Objective:
Report how many lines in the records below contain the word "green", with case counting. Give only the number.
#### Provided entries
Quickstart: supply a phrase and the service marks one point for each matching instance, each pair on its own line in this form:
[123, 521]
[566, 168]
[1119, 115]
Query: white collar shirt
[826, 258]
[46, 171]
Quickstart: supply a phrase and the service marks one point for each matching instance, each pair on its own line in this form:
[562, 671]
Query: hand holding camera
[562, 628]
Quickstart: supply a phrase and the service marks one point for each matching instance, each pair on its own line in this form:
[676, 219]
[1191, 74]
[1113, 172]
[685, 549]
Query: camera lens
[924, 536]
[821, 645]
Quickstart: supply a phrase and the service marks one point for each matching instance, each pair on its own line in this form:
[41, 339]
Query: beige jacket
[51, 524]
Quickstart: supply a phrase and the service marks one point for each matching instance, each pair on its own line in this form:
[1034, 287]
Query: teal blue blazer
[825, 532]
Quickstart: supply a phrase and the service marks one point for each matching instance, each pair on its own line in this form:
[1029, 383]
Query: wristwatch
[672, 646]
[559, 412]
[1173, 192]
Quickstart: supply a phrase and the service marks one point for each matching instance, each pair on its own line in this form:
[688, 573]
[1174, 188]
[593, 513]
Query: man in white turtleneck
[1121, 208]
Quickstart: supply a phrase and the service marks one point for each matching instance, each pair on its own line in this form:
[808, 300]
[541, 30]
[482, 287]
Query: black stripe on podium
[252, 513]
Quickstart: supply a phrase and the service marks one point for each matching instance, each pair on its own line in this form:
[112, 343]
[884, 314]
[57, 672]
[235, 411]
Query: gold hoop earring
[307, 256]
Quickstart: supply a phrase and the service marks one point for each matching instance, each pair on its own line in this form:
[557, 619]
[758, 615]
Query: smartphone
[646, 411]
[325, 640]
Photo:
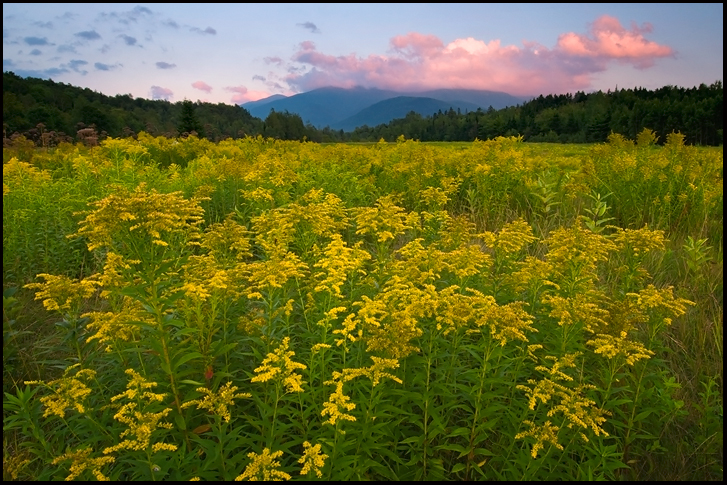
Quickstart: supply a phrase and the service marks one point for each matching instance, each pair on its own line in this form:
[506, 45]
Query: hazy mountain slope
[335, 107]
[393, 108]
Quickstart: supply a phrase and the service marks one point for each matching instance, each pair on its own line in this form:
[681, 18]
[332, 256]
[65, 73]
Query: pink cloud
[243, 95]
[418, 62]
[609, 40]
[202, 86]
[158, 92]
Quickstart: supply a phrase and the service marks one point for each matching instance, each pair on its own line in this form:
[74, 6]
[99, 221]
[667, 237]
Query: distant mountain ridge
[348, 109]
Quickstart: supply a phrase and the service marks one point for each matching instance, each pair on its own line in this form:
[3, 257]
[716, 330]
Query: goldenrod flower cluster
[68, 392]
[226, 241]
[337, 406]
[217, 403]
[652, 297]
[512, 238]
[610, 347]
[639, 241]
[157, 216]
[62, 294]
[264, 467]
[141, 424]
[81, 461]
[278, 365]
[579, 309]
[19, 173]
[542, 434]
[337, 264]
[312, 460]
[385, 221]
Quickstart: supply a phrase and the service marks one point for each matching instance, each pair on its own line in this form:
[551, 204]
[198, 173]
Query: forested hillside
[47, 113]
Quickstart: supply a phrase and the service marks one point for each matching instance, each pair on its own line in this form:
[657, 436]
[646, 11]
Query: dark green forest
[49, 113]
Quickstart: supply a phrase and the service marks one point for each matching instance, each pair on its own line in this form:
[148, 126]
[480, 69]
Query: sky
[235, 53]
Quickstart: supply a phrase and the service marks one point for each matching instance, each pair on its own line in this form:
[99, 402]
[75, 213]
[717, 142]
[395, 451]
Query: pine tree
[188, 121]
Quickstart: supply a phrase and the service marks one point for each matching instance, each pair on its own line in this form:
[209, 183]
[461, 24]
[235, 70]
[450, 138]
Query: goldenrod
[81, 461]
[263, 467]
[312, 460]
[217, 403]
[278, 365]
[68, 392]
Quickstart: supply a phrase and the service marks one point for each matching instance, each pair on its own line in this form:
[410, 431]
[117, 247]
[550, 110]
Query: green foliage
[267, 309]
########
Complete output:
2